* _JOB 1_
In the blog post about an early morning walk, on the shores of which bay did most of the walk take place?

* _GIVEN PASSAGE_
----------------

An unapologetic plant geek shares advice and opinions on gardening, the contrived and the natural landscape, as well as occasional topics from the other side of the gate.

November 29, 2009

An Early Morning Walk

An early-morning walk is a blessing for the whole day.

- Henry David Thoreau

Like many Americans, we were away for the Thanksgiving holiday. Fortunately our road is not long to Virginia's beautiful Eastern Shore where my parents live, as well as many other members of my family. Seeing fog out the window when I woke up on Thursday, I grabbed my camera and 2 of 3 hounds and headed out for a walk. It was a good thing I went on Thursday, for Friday was wet, windy and stormy - while Saturday morning was just plain cold with our second dip into the 30's this season.

Most of my walk took me to the shores of Metompkin Bay where a few of the Spartina grasses were hanging onto to their summer greens, but most had on their fall golds waiting for their winter color. The air was still, the bay dead calm, and the crashing waves on the distant islands could easily be heard, even over the din of the geese. The morning was similar to the day after last Christmas that resulted in one of my favorite blog postings.

From the Dam (3.1)

From the Dam (5)

From the Dam (6)

From the Dock  (1)

From the Dock  (2)

From the Dock  (4)

Lang Farm Rd. Wetland 2.2

The dogs mostly had a great time. Penny stays busy and has a full agenda, and it did her a world of good to be able to run at top speed, off-leash and without fence.

Penny and the Geese

Loretta and Penny (5)

----------------

Rows from a data collection:
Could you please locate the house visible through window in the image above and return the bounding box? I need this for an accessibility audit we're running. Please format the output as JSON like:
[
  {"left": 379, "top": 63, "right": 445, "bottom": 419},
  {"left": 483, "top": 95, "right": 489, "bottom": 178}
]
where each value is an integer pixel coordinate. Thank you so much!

----------------

* _JOB 2_
Put every line of the rows above into a JSON list of strings, with one string per line and no blank lines.

* _FULL RESPONSE 1_
Metompkin Bay

* _FULL RESPONSE 2_
[
  "Could you please locate the house visible through window in the image above and return the bounding box? I need this for an accessibility audit we're running. Please format the output as JSON like:",
  "[",
  "  {\"left\": 379, \"top\": 63, \"right\": 445, \"bottom\": 419},",
  "  {\"left\": 483, \"top\": 95, \"right\": 489, \"bottom\": 178}",
  "]",
  "where each value is an integer pixel coordinate. Thank you so much!"
]